▶ AIM
Print the material below word for word, leaving every line unchanged and in its original order.

[DATA SUPPLIED start]

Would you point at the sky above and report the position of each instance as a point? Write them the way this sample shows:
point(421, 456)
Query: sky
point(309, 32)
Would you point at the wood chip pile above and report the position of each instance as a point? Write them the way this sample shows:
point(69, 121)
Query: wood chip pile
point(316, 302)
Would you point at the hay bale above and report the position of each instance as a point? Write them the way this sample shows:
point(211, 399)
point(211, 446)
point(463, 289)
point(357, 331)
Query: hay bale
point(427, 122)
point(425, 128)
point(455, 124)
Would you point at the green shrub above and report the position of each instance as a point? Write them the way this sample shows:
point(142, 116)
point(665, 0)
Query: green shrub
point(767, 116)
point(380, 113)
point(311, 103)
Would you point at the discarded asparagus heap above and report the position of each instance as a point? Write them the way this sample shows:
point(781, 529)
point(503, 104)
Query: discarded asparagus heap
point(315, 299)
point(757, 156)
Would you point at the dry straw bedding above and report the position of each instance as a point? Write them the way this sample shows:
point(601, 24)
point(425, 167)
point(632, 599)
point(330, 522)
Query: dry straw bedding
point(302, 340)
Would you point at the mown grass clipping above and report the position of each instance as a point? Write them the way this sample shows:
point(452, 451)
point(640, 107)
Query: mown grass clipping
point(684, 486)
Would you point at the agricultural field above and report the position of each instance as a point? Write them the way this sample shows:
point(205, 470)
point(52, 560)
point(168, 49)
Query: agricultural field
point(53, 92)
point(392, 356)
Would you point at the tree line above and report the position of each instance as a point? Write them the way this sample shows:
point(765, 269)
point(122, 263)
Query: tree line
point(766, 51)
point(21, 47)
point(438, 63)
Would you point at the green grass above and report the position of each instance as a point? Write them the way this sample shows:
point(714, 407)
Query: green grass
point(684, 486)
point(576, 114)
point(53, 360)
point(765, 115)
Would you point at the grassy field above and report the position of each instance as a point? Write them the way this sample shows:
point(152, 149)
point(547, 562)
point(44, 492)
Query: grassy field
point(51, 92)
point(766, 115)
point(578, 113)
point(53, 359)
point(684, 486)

[DATA SUPPLIED end]

▶ TASK RESPONSE
Would you point at the sky above and report the position of each instance as a point? Write them the way this sample shows:
point(421, 456)
Query: sky
point(309, 32)
Would you point at the wood chip pile above and report the position of each instance as a point? Write them the way this sample shows:
point(69, 121)
Query: wood chip pile
point(316, 302)
Would you point at the hay bale above and report the position of each instance as a point? Write them the way this sample shows:
point(211, 399)
point(211, 446)
point(463, 289)
point(357, 331)
Query: hay bale
point(427, 122)
point(425, 128)
point(455, 124)
Would you point at the green shrub above and report the position of each instance as a point? Write them the way this sample shows:
point(142, 116)
point(665, 0)
Query: green shrub
point(767, 116)
point(380, 113)
point(311, 103)
Would you point at the discarded asparagus heap above and report the position of each instance as a point? Write them the way this sample shows:
point(781, 529)
point(503, 104)
Query: discarded asparagus heap
point(315, 299)
point(757, 156)
Would you point at the dry straw bedding above and report the position of each instance as a point? Write them the way this sample shows:
point(601, 24)
point(425, 167)
point(632, 599)
point(330, 522)
Query: dry straw bedding
point(302, 340)
Would you point at the mown grass clipping above and report the position of each instance as a point? Write them the way this sample shows:
point(452, 451)
point(640, 107)
Query: mown grass clipping
point(684, 486)
Would you point at the agricultural field above and report the position of each instance as a point? Write them the way this sample shows:
point(205, 470)
point(52, 560)
point(168, 49)
Query: agricultural field
point(53, 92)
point(392, 356)
Would you point at the tree line above and report the position of each instance as a point? Write them the way this sample shows:
point(765, 269)
point(122, 263)
Query: tree line
point(766, 51)
point(21, 47)
point(438, 63)
Would you point at the green grass above and report the position of each instance as a point? Write them the way this sample shows:
point(714, 407)
Query: green grass
point(684, 486)
point(576, 114)
point(53, 360)
point(765, 115)
Would you point at the grassy field above and report the position of each instance as a point? Write them the way this sample shows:
point(152, 149)
point(547, 562)
point(44, 492)
Query: grassy field
point(51, 92)
point(766, 115)
point(578, 113)
point(53, 359)
point(684, 486)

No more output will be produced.